(Excerpts from a dataset)
►

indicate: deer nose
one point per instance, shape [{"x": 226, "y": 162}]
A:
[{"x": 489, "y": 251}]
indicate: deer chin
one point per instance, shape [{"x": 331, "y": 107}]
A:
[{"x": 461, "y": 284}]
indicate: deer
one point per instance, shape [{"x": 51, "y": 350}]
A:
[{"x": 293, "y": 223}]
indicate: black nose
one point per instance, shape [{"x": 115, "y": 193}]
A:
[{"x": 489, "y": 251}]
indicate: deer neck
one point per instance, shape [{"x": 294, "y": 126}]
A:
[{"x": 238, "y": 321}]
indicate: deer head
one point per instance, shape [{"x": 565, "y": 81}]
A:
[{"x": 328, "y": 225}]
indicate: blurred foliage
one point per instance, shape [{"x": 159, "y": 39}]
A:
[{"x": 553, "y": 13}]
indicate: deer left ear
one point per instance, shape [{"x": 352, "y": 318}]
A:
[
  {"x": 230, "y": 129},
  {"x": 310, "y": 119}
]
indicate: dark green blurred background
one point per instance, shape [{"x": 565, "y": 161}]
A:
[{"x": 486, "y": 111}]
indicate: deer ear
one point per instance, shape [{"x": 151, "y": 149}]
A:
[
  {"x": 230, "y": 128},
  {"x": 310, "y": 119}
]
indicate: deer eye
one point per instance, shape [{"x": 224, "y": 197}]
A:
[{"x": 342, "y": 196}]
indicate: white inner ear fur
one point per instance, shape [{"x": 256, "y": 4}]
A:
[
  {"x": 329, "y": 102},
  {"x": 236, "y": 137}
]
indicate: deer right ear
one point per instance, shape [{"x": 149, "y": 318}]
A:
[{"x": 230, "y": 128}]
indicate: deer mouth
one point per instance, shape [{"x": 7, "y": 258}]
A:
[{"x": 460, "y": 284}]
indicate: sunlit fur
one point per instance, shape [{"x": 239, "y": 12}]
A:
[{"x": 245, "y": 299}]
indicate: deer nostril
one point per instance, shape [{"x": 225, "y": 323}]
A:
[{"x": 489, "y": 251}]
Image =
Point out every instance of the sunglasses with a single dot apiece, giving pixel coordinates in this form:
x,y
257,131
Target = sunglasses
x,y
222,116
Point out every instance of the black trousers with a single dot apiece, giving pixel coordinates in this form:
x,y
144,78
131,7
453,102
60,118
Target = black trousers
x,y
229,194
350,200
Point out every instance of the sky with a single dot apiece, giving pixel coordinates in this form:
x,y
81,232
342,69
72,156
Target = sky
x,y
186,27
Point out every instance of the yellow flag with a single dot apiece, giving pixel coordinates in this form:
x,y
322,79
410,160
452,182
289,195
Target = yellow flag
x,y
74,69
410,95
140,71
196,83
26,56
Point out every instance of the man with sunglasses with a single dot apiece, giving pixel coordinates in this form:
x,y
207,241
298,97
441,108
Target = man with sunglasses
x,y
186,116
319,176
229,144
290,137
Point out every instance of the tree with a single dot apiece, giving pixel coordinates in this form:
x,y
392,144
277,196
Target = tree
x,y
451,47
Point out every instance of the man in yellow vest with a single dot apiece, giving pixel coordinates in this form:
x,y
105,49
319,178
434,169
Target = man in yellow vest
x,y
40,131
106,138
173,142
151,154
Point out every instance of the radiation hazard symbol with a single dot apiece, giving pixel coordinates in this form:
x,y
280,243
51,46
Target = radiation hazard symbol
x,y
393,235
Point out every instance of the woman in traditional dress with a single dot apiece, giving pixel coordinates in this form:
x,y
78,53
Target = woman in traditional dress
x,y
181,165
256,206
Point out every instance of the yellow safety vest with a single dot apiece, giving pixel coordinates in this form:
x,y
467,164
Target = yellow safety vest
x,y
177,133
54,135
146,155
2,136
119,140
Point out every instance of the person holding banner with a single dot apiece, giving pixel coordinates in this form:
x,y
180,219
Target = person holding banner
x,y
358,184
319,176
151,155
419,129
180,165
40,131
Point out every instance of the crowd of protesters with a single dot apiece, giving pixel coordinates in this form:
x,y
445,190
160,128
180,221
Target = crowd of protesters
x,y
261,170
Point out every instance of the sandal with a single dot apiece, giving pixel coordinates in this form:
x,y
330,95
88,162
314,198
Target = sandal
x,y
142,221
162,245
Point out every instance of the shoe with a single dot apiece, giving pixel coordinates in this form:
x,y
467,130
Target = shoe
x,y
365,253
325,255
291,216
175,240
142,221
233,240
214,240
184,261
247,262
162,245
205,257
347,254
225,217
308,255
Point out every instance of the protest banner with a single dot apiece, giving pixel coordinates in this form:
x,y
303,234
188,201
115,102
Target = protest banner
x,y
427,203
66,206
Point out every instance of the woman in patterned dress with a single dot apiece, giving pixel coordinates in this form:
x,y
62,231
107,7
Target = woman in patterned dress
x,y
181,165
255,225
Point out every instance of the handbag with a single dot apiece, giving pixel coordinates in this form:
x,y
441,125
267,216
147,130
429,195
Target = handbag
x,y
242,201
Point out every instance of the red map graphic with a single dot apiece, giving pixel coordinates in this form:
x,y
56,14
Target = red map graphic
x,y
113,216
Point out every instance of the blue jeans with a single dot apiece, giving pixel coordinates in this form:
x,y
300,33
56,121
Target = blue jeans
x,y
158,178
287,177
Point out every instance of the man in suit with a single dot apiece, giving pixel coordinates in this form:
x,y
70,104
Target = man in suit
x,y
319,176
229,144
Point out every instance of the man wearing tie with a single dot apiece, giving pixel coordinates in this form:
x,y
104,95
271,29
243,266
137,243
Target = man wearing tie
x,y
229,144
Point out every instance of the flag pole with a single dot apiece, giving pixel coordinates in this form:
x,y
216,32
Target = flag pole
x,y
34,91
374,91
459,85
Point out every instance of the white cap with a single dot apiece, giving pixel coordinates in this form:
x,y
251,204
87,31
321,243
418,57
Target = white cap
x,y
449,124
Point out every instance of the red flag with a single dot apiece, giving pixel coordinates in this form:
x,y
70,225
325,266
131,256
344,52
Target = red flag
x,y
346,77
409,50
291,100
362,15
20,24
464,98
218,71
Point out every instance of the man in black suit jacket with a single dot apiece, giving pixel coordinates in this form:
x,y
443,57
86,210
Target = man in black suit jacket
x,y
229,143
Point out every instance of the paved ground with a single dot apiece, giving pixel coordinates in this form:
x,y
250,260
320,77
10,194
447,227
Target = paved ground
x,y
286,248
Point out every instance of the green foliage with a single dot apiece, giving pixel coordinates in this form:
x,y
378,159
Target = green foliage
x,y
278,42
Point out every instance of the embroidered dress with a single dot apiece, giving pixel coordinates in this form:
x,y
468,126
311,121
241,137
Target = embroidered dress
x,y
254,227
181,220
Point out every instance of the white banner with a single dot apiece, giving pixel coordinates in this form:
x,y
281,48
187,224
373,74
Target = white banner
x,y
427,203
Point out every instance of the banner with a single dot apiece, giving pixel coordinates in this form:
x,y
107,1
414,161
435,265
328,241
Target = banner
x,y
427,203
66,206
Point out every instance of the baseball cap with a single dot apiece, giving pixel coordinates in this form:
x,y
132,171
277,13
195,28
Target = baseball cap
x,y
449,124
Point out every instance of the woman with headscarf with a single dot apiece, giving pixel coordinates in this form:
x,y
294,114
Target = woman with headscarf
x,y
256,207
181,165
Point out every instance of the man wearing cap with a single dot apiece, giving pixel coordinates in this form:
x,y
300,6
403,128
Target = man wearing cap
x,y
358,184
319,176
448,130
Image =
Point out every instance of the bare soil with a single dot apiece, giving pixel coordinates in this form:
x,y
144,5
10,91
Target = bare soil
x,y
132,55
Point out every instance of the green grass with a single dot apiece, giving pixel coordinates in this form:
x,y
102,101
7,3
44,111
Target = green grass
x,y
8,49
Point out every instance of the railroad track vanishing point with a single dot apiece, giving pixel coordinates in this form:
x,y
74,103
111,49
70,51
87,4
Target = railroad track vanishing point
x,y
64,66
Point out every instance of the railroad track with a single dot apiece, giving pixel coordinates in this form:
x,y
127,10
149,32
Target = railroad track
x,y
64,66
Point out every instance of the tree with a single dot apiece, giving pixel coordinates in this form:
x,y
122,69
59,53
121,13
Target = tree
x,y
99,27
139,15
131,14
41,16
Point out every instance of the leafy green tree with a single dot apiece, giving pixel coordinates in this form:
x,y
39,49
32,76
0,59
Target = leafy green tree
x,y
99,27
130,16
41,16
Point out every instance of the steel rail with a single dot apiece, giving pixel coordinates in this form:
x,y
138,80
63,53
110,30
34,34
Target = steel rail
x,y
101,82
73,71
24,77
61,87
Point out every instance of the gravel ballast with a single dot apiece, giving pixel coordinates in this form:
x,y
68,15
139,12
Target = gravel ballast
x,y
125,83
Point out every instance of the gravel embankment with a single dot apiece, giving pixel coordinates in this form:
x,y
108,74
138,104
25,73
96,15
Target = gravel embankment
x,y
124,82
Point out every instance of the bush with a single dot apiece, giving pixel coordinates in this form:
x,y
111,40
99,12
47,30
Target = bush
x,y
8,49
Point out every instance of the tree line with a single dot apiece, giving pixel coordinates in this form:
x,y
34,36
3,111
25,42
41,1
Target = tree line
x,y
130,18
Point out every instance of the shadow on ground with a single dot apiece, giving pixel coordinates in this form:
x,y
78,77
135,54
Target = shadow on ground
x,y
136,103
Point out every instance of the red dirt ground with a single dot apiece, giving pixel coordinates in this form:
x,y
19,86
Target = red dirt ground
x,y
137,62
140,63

◄

All that is needed is the exact run of lines above from the line containing "indicate: deer neck" through the line containing "indicate: blurred foliage", both of them included.

__Task answer__:
indicate: deer neck
one point per instance, shape [{"x": 294, "y": 126}]
A:
[{"x": 238, "y": 321}]
indicate: deer head
one point per instance, shape [{"x": 565, "y": 81}]
A:
[{"x": 328, "y": 225}]
indicate: blurred foliage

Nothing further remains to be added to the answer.